§ **TUGAS LATIHAN 1**: Daftarkan setiap baris dalam catatan yang memuat kata "sandy". Huruf besar dan huruf kecil dibedakan.

§ **TEKS BACAAN**:

»»

Menariknya, beleid tersebut juga mengatur kemudahan mengurus fasilitas tax allowance. Dalam aturan baru, pengajuan izin usaha calon penerima tax allowance diterbitkan melalui Online Single Submission (OSS) di bawah Badan Koordinasi Penanaman Modal (BKPM) yang mencakup perubahan izin prinsip, izin investasi atau pendaftaran penanaman modal.
“Dengan begitu akan ada notifikasi berapa lama diberikan insentifnya, jadi lebih pasti dan ada pemberitahuan di awal,” ungkap Rofy.
Hestu Yoga Saksama, Direktur Penyuluhan, Pelayanan, dan Hubungan Masyarakat Direktorat Jenderal Pajak mengatakan, untuk memperoleh fasilitas tersebut, wajib pajak dapat mengajukan permohonan secara daring melalui OSS dengan jangka waktu penerbitan Surat Keputusan lima hari kerja. "Sebelumnya secara manual selama 25 hari kerja,” katanya.
Dalam aturan sebelumnya, tatacara pengajuan diatur dalam Peraturan Kepala Badan Koordinasi Penanaman Modal (BKPM). Berdasarkan Peraturan Kepala BKPM Nomor 8 tahun 2015, yang diubah menjadi Peraturan BKPM nomor 18 tahun 2015, dijelaskan permohonan tax allowance hanya bisa diajukan oleh wajib pajak yang sudah mendapatkan izin prinsip investasi, baik perluasan usaha maupun penambahan modal dari BKPM.
Permohonan tax allowance tersebut hanya bisa dilakukan secara manual melalui Pelayanan terpadu Satu Pintu (PTSP) yang ada di BKPM, yang kemudian diteruskan kepada Menteri Keuangan untuk diterima atau ditolak.
Respon positif
Ketua Himpunan Pengusaha Muda Indonesia (Hipmi) Tax Center Ajib Hamdani melihat aturan ini menjadi angin segar bagi dunia usaha. Menurutnya, dengan adanya revisi PP tax allowance, maka akan lebih memberikan ruang pemberian insentif ke dunia usaha.
“Terutama karena faktor penambahan sektor-sektor dan bidang usaha yang mendapatkan fasilitas,” ujarnya.
Selain itu, prosedur baru yang memberikan kemudahan dalam mengurus fasilitas tax allowance juga menarik buat dunia usaha. Menurut dia, kelemahan tax allowance selama ini adalah lack of time dan kepastian approval.
“Dengan adanya percepatan waktu, dan koordinasi lebih optimal dengan institusi terkait, misalnya BKPM, maka ini menjadi tambah positif tentunya,” ucap Ajib.
Selama ini, tax allowance telah diberikan ke sekitar 138 wajib pajak, dengan total investasi sekitar Rp 63 triliun. Diharapkan dengan revisi PP yang ada, bisa lebih memberikan daya ungkit ekonomi.
Michael Susanto Pardi, Ketua Asosiasi Kimia Dasar Anorganik Indonesia (Akida) juga mengapresiasi PP tersebut. Menurut dia, aturan baru insentif tax allowance sangat ditunggu oleh para pengusaha lantaran aturan yang lama masih sulit diimplementasikan.

««

§ **DATA CATATAN**:
»»

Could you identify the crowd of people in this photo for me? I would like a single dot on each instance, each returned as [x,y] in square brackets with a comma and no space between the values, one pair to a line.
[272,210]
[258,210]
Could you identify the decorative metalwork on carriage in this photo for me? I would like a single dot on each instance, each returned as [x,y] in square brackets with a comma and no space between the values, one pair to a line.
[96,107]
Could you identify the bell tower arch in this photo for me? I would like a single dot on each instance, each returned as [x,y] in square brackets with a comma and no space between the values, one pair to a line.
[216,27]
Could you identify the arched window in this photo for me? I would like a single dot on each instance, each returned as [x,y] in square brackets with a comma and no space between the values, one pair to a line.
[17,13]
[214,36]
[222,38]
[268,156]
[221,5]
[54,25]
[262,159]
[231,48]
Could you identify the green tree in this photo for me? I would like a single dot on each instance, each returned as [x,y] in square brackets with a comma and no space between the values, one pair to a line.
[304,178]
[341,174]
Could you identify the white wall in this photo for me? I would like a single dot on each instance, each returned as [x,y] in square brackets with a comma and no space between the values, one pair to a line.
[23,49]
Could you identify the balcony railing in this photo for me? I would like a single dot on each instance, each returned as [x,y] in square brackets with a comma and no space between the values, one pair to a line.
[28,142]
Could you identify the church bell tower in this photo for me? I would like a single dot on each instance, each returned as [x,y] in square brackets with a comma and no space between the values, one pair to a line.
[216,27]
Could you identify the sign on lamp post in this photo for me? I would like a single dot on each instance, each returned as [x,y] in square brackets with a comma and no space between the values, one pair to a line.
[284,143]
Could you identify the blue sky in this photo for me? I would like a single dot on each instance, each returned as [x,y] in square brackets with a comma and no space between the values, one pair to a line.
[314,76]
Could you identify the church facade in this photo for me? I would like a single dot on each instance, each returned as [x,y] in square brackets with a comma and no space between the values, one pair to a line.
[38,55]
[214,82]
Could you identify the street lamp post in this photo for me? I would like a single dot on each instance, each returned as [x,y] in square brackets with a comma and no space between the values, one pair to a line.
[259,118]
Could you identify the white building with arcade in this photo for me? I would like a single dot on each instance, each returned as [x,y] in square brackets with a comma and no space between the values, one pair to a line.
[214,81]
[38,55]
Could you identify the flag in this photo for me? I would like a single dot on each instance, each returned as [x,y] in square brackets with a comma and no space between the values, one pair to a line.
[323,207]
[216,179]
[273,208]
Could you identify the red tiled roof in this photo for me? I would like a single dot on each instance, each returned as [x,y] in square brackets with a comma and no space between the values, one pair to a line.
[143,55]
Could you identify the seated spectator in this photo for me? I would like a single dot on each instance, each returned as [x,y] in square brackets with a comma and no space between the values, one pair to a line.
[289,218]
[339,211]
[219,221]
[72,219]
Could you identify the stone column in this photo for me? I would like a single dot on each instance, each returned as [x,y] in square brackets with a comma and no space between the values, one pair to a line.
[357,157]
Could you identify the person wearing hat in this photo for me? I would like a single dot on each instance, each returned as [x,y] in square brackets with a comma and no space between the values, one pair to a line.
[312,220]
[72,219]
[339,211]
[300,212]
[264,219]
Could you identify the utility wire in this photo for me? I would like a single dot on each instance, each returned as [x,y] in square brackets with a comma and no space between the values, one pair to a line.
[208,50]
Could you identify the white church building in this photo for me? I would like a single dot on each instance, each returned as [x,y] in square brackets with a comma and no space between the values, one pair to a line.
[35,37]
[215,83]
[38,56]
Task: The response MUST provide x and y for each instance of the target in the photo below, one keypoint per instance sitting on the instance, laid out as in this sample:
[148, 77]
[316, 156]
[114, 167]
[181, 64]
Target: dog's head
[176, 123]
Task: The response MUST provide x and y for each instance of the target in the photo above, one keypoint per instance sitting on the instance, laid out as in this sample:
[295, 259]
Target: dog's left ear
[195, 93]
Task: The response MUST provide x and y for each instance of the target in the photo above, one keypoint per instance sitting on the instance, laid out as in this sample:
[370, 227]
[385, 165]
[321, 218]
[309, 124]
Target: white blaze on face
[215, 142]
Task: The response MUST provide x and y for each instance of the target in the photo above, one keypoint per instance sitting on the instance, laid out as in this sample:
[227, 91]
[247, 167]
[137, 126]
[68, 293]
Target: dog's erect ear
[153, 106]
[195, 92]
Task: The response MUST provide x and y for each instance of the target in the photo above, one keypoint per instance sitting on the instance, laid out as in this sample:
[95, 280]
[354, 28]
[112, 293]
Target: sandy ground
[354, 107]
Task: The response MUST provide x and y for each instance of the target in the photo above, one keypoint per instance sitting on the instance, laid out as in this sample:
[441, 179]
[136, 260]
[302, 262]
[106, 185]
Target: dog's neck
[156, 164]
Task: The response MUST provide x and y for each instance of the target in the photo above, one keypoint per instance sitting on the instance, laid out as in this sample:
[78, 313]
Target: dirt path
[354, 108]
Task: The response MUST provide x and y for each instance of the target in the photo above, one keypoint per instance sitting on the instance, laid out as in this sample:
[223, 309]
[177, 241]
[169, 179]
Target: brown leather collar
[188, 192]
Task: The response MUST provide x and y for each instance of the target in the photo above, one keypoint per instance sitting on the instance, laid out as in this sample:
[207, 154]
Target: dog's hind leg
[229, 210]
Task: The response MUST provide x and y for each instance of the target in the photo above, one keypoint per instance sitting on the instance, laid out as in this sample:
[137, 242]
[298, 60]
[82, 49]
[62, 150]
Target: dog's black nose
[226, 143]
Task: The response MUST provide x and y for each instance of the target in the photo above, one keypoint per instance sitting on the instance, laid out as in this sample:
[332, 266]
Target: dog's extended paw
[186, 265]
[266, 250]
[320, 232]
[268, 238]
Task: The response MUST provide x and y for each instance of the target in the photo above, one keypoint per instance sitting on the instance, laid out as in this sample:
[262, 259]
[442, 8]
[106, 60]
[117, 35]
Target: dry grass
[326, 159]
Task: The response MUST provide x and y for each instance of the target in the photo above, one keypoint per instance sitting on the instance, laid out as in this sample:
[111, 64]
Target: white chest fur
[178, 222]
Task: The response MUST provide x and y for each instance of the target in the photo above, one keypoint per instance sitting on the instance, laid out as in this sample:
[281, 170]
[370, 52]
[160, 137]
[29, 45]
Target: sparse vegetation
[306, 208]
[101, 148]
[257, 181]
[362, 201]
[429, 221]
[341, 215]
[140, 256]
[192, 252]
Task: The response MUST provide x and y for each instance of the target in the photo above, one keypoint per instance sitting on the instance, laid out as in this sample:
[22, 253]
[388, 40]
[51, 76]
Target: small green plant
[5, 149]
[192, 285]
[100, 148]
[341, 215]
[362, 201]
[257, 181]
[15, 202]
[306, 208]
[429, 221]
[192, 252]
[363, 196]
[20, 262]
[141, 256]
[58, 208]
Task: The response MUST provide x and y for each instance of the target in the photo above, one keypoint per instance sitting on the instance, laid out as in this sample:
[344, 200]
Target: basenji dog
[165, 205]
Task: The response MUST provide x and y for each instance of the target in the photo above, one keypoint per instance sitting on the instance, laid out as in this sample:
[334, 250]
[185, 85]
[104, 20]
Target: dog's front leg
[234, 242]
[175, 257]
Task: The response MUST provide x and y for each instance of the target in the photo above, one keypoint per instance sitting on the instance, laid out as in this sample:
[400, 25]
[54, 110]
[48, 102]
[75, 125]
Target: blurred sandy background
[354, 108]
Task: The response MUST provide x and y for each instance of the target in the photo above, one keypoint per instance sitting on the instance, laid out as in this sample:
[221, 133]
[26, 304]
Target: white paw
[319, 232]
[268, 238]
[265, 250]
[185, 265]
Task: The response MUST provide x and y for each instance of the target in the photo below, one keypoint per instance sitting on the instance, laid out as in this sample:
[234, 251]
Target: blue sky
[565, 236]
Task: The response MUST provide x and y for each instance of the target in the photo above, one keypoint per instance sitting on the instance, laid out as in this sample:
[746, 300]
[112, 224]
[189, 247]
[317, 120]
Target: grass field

««

§ **TUGAS LATIHAN 2**: Lanjutkan teks tentang insentif tax allowance di atas, mulai setelah kalimat terakhirnya.

§ **HASIL AKHIR 1**:
Target: sandy ground
Target: blurred sandy background

§ **HASIL AKHIR 2**:
Hanya, dia berharap aturan teknisnya nanti lebih sederhana dari sisi persyaratan dan sistem pelaporannya. Ia mencontohkan di Singapura, apabila wajib pajak melakukan kesalahan pencatatan atau pelaporan, maka petugas pajak akan memberitahukan dan tinggal dikoreksi.
“Kalau di Indonesia, kita dikenai denda dan lain sebagainya,” jelas Michael.
Selain itu, menurut dia, selama ini kebanyakan yang menikmati insentif tax allowance hanya perusahaan-perusahaan skala besar, sedangkan perusahaan menengah dan kecil belum menikmatinya.
Perusahaan skala besar itu pun didominasi perusahaan-perusahaan asing. “Karena mungkin skala ekonomi mereka lebih besar sehingga mereka mampu menyewa konsultan pajak yang hebat,” ujarnya.
Ekonom Center of Reform on Economics (CORE) Indonesia, Yusuf Rendy Manilet berharap hal itu tidak terjadi lagi menyusul terbitnya aturan baru ini. Menurut dia, dengan dimasukkannya beberapa bidang usaha baru, seperti bidang energi baru dan terbarukan, serta bidang usaha lainnya, seperti e-commerce maka akan semakin banyak sektor usaha yang bisa menikmati fasilitas tersebut.
“Ini bagus karena bisa mendorong perkembangan di bidang-bidang usaha tersebut,” ujar Yusuf.
Selain itu, Yusuf juga mengapresiasi salah satu tambahan kompensasi, yaitu tambahan kompensasi 1 tahun bagi bidang usaha yang menggunakan bahan baku 70% sejak tahun kedua. Sementara di PP yang sebelumnya tertulis sejak tahun keempat.
Dengan adanya ini, Yusuf memandang pemerintah bisa mendorong pelaku usaha dan investor baru untuk melakukan hilirisasi dalam negeri dan ketika hilirisasi dalam negeri berjalan, tentu bisa berdampak positif ke perekonomian. Terlebih prosedur mengakses fasilitas ini juga dibuat lebih mudah.
Ekonom Institute Development of Economics and Finance (indef) Bima Yudhistira mengakui, salah satu kelemahan utama di aturan sebelumnya adalah implementasi yang dinilai masih membingungkan bagi kalangan dunia usaha.
Itu juga yang membuat efektivitas tax allowance dalam menarik minat investor masih sangat kurang. Maka itu, menurut dia, sudah seharusnya pemerintah mengevaluasi kembali aturan insentif fiskal tersebut, dengan harapan bisa menjadi lebih menarik di mata investor.
“Harapannya kalau disimplifikasi prosedurnya dengan digabungkan ke OSS akan relatif lebih simpel,” tukasnya. Namun, menurut dia, tidak cukup hanya menunggu. Pemerintah juga harus aktif menjemput bola dalam menjaring investasi. Terlebih dalam kondisi ekonomi global yang sedang lesu.
Hanya saja, pemerintah diminta tetap berhati-hati dalam memberikan insentif pajak. Pengamat Pajak Danny Darussalam Tax Center (DDTC) Bawono Kristiaji mengatakan, ketentuan tax allowance pada umumnya menciptakan hilangnya penerimaan pajak.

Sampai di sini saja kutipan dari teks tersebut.